What is expected: Exactly how many lines in the data below contain the string "shirt"? Give that number and nothing else.

(Stored data)
####

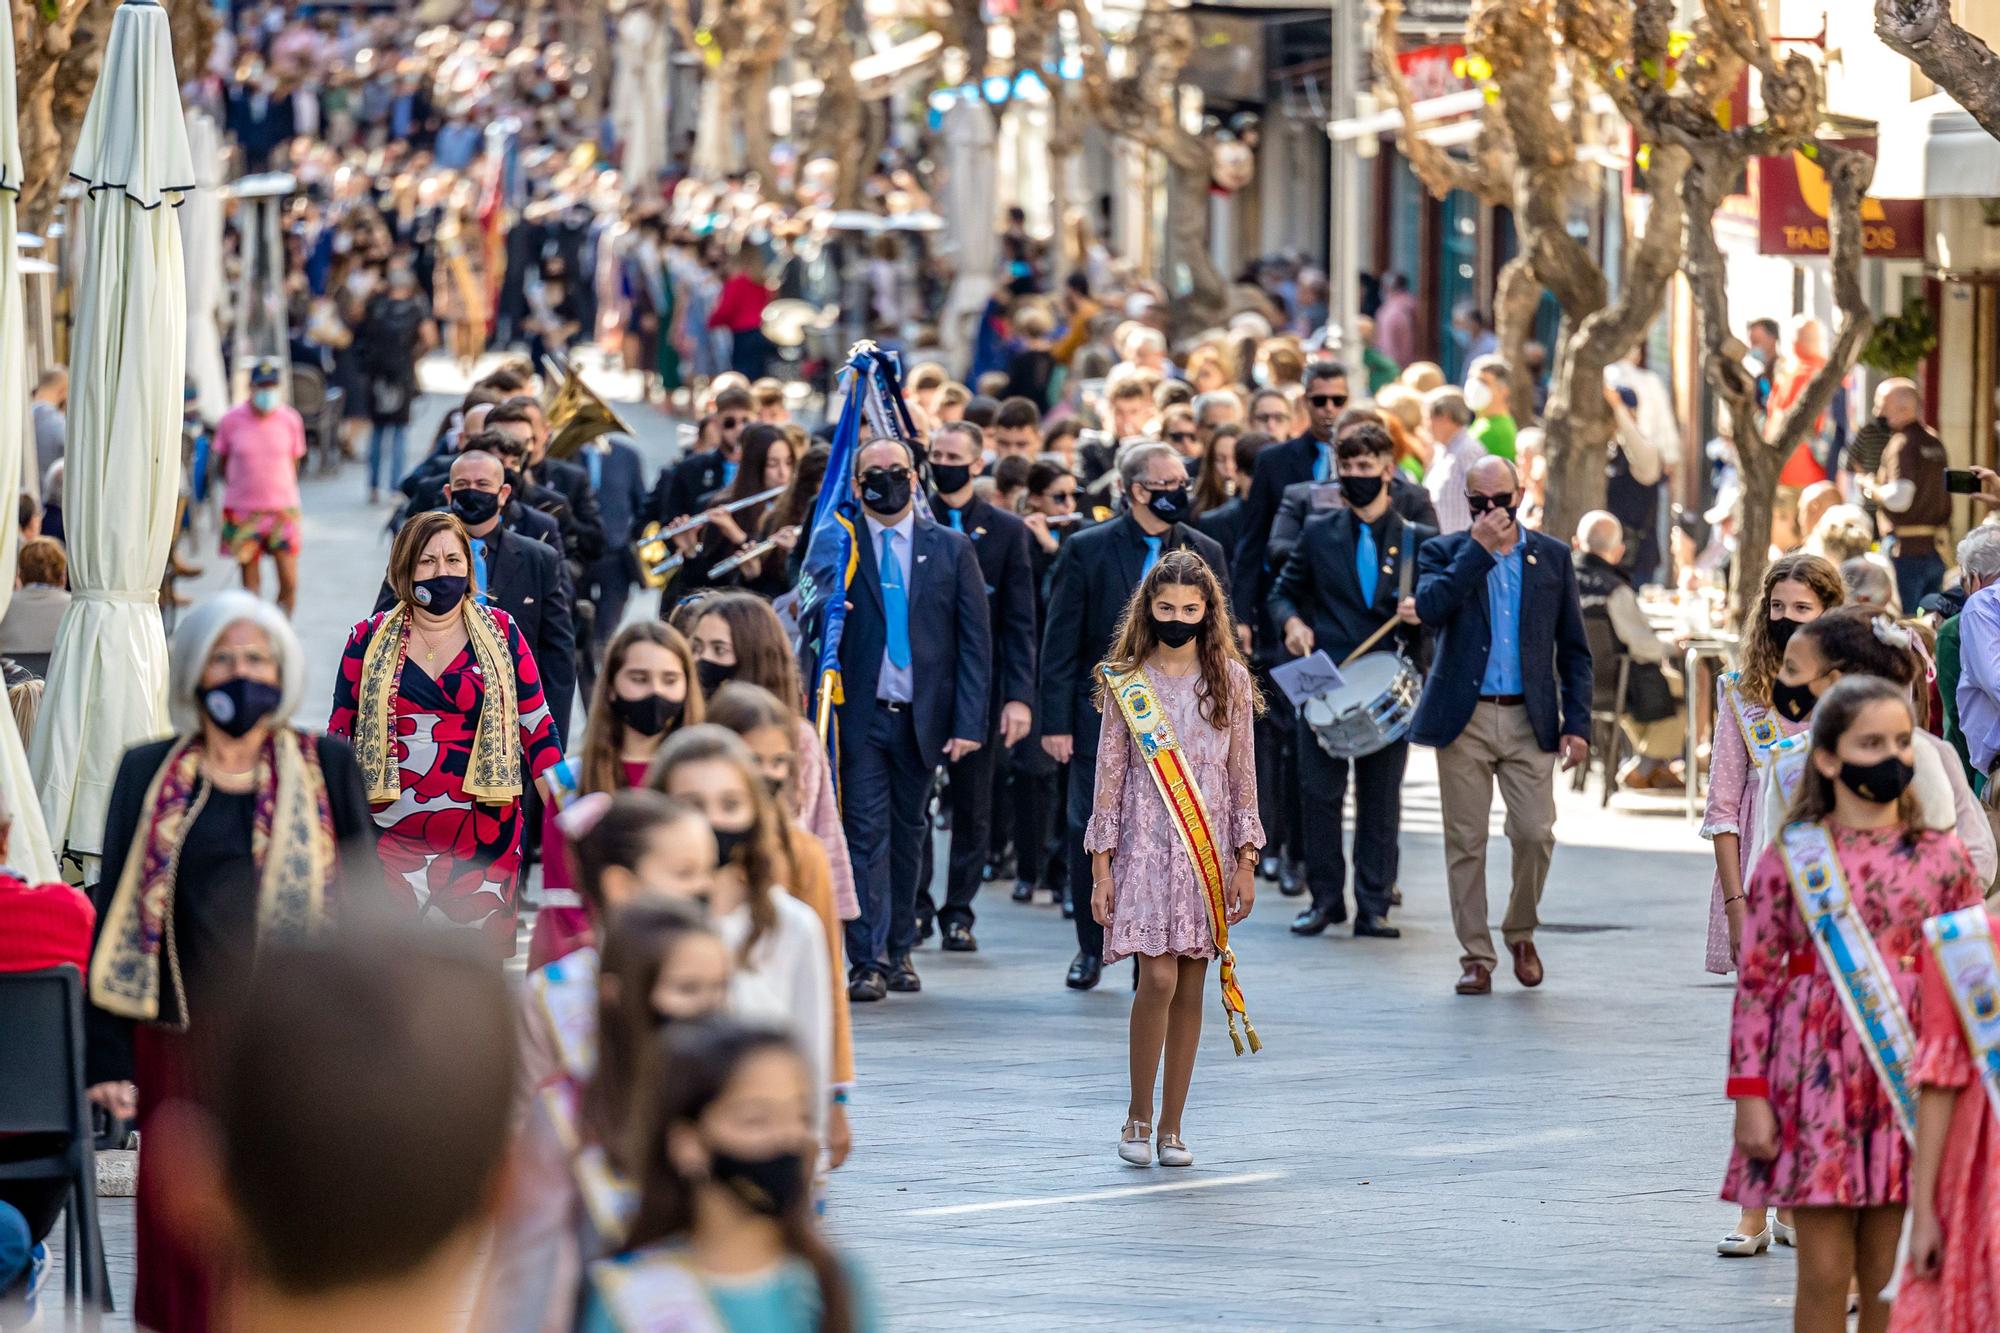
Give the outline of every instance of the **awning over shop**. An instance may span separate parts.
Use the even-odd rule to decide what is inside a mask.
[[[2000,139],[1944,93],[1883,116],[1877,138],[1877,199],[2000,198]]]

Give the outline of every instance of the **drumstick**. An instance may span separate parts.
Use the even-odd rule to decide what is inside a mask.
[[[1376,630],[1373,634],[1363,639],[1361,641],[1361,646],[1359,648],[1356,648],[1353,652],[1349,653],[1346,657],[1342,658],[1340,664],[1342,666],[1347,666],[1349,663],[1353,662],[1355,658],[1361,656],[1361,654],[1367,652],[1370,648],[1373,648],[1377,643],[1380,643],[1382,641],[1382,636],[1384,634],[1387,634],[1390,630],[1396,628],[1397,621],[1398,617],[1396,616],[1389,617],[1388,621],[1383,624],[1381,629]]]

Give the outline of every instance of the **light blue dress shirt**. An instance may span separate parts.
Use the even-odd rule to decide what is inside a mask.
[[[1493,626],[1493,647],[1486,654],[1486,674],[1479,678],[1481,694],[1521,693],[1521,553],[1525,538],[1505,555],[1493,557],[1486,572],[1486,618]]]
[[[903,515],[903,521],[896,524],[893,528],[877,523],[873,514],[869,514],[867,520],[868,545],[875,552],[875,558],[878,561],[882,558],[882,534],[885,531],[896,534],[896,540],[893,544],[896,551],[896,563],[903,570],[904,592],[906,596],[914,597],[916,595],[916,588],[912,583],[911,575],[916,570],[916,562],[913,559],[911,544],[917,535],[917,511],[912,509],[909,513]],[[877,571],[877,576],[880,576],[879,570]],[[915,635],[916,626],[914,624],[910,626],[910,632],[912,636]],[[875,697],[899,704],[906,704],[915,697],[911,693],[910,668],[906,666],[899,667],[894,662],[891,662],[889,660],[889,650],[886,647],[882,650],[881,672],[875,677]]]
[[[2000,759],[2000,587],[1981,588],[1958,613],[1958,729],[1972,766]]]
[[[479,590],[479,604],[493,605],[492,587],[486,578],[486,539],[472,539],[472,586]]]

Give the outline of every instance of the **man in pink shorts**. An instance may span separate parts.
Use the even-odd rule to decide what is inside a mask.
[[[306,456],[306,427],[280,399],[279,379],[275,361],[251,368],[250,401],[222,414],[213,454],[224,481],[222,553],[236,561],[243,586],[253,593],[269,555],[278,566],[278,605],[290,615],[299,587],[299,460]]]

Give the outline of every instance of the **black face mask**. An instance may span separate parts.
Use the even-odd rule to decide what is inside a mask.
[[[908,470],[872,467],[861,474],[861,503],[874,513],[899,514],[909,502]]]
[[[931,480],[937,483],[939,495],[962,491],[972,484],[972,464],[932,463]]]
[[[1842,761],[1840,765],[1840,785],[1859,796],[1864,801],[1877,805],[1887,805],[1909,790],[1916,778],[1913,764],[1906,764],[1895,755],[1878,759],[1872,764],[1851,764]]]
[[[708,1172],[744,1207],[765,1217],[783,1217],[805,1200],[806,1159],[799,1153],[738,1157],[710,1148]]]
[[[750,841],[750,830],[747,828],[716,829],[715,868],[721,870],[725,867],[735,865],[736,853],[741,851],[743,844],[748,841]]]
[[[1382,494],[1383,481],[1380,477],[1342,477],[1340,494],[1352,509],[1366,509]]]
[[[767,773],[764,775],[764,785],[770,789],[771,799],[774,801],[785,794],[785,780],[783,778],[774,778]]]
[[[1514,503],[1512,491],[1505,495],[1468,495],[1465,497],[1465,508],[1475,519],[1489,509],[1504,509],[1510,522],[1521,511],[1521,507]]]
[[[1813,705],[1818,702],[1810,681],[1804,685],[1787,685],[1782,680],[1771,682],[1771,707],[1787,722],[1805,721],[1812,716]]]
[[[278,707],[278,687],[236,676],[201,692],[202,711],[224,735],[241,739]]]
[[[476,528],[500,512],[500,496],[495,491],[453,491],[451,512],[468,528]]]
[[[694,678],[701,682],[701,697],[706,699],[736,678],[736,668],[703,658],[694,664]]]
[[[685,707],[687,700],[669,699],[664,694],[644,694],[637,699],[627,699],[622,694],[611,696],[611,716],[641,736],[660,735],[679,719]]]
[[[1152,498],[1146,501],[1146,508],[1152,510],[1153,517],[1162,523],[1185,523],[1194,511],[1194,501],[1188,498],[1186,486],[1176,486],[1170,491],[1155,491],[1149,487],[1147,494]]]
[[[472,580],[463,574],[440,574],[434,579],[420,579],[410,590],[410,600],[434,616],[447,616],[465,600],[465,590],[471,583]]]
[[[1201,633],[1201,622],[1189,623],[1185,620],[1162,620],[1153,617],[1153,637],[1169,648],[1180,648],[1193,643]]]
[[[1771,631],[1771,642],[1777,645],[1778,656],[1783,657],[1785,655],[1786,646],[1789,645],[1792,641],[1792,636],[1794,634],[1797,634],[1799,632],[1799,626],[1805,624],[1806,622],[1803,620],[1790,620],[1785,618],[1778,618],[1768,621],[1766,623]]]

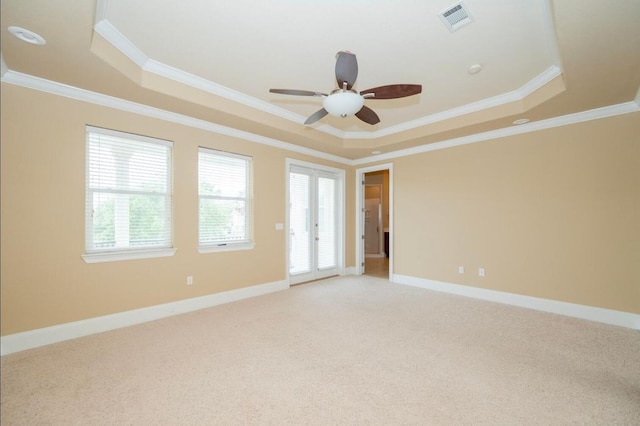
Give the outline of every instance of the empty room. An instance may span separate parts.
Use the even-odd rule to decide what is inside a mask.
[[[3,425],[640,424],[640,2],[2,0]]]

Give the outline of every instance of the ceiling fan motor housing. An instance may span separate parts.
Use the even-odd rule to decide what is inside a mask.
[[[336,117],[347,117],[362,109],[364,98],[354,90],[336,90],[322,101],[327,112]]]

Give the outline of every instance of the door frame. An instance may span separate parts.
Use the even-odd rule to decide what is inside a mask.
[[[393,163],[378,164],[375,166],[356,169],[356,275],[364,273],[364,175],[370,172],[389,171],[389,281],[393,281]]]
[[[291,166],[299,166],[299,167],[306,167],[309,169],[313,169],[313,170],[317,170],[317,171],[324,171],[324,172],[329,172],[329,173],[335,173],[338,175],[338,202],[340,203],[340,206],[338,206],[339,211],[337,212],[337,225],[338,225],[338,232],[337,232],[337,243],[336,243],[336,249],[337,249],[337,265],[336,265],[336,270],[338,271],[338,274],[340,275],[344,275],[345,274],[345,209],[346,209],[346,198],[345,198],[345,171],[343,169],[338,169],[335,167],[329,167],[329,166],[324,166],[322,164],[317,164],[317,163],[310,163],[308,161],[302,161],[302,160],[296,160],[293,158],[285,158],[285,214],[286,214],[286,219],[285,219],[285,277],[286,277],[286,281],[287,281],[287,285],[289,287],[291,287],[291,277],[289,276],[289,250],[291,250],[290,247],[290,238],[289,238],[289,230],[291,229],[291,225],[290,225],[290,219],[289,219],[289,173],[291,171]]]

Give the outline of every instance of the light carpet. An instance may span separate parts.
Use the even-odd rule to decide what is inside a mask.
[[[342,277],[2,357],[3,425],[640,424],[635,330]]]

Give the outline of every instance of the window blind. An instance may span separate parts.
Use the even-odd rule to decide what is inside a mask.
[[[251,166],[251,157],[199,149],[201,247],[252,242]]]
[[[87,126],[87,253],[173,246],[172,147]]]

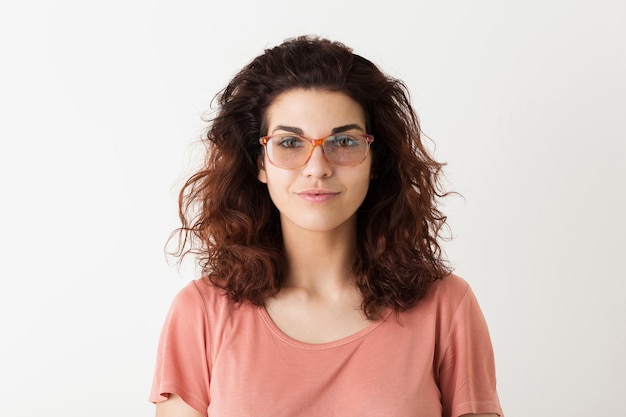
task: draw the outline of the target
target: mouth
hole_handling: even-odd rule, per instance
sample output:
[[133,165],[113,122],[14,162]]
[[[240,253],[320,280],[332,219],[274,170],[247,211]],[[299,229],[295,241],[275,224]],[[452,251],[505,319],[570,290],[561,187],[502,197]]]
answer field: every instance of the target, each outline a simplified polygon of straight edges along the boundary
[[332,200],[339,193],[327,190],[306,190],[296,193],[298,197],[310,202],[324,202]]

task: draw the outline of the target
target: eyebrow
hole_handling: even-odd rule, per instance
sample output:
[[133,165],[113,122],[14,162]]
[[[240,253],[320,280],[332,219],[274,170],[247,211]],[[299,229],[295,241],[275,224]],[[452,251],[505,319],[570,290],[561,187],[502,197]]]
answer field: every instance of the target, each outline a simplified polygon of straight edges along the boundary
[[[360,130],[361,132],[364,132],[363,128],[361,126],[359,126],[356,123],[351,123],[351,124],[347,124],[347,125],[343,125],[343,126],[338,126],[333,128],[333,130],[331,130],[330,134],[334,135],[336,133],[341,133],[341,132],[347,132],[348,130]],[[276,126],[276,128],[274,128],[274,130],[272,130],[272,133],[276,132],[277,130],[284,130],[285,132],[291,132],[291,133],[295,133],[296,135],[304,135],[304,131],[302,131],[302,129],[300,129],[299,127],[295,127],[295,126],[284,126],[284,125],[278,125]]]

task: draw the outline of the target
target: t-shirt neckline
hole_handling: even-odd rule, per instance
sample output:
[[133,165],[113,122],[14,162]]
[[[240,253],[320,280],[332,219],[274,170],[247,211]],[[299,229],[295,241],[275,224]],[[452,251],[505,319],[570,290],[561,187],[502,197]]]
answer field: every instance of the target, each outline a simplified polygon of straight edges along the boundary
[[324,342],[324,343],[309,343],[309,342],[303,342],[303,341],[294,339],[293,337],[288,336],[285,332],[283,332],[276,325],[276,323],[274,323],[274,320],[272,320],[272,318],[270,317],[269,313],[267,312],[267,310],[265,309],[264,306],[257,307],[257,312],[261,316],[261,319],[263,320],[264,324],[268,327],[268,329],[276,337],[278,337],[280,340],[282,340],[283,342],[285,342],[285,343],[287,343],[289,345],[292,345],[294,347],[297,347],[299,349],[305,349],[305,350],[328,350],[328,349],[334,349],[334,348],[338,348],[340,346],[344,346],[344,345],[350,344],[350,343],[355,342],[355,341],[357,341],[359,339],[362,339],[365,336],[367,336],[368,334],[372,333],[381,324],[383,324],[385,321],[387,321],[387,318],[391,314],[392,309],[390,309],[390,308],[386,309],[385,312],[382,314],[382,316],[379,319],[377,319],[376,321],[371,322],[369,325],[365,326],[364,328],[362,328],[361,330],[357,331],[356,333],[353,333],[353,334],[351,334],[349,336],[342,337],[342,338],[337,339],[337,340],[333,340],[333,341],[330,341],[330,342]]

####

Answer to the problem: 2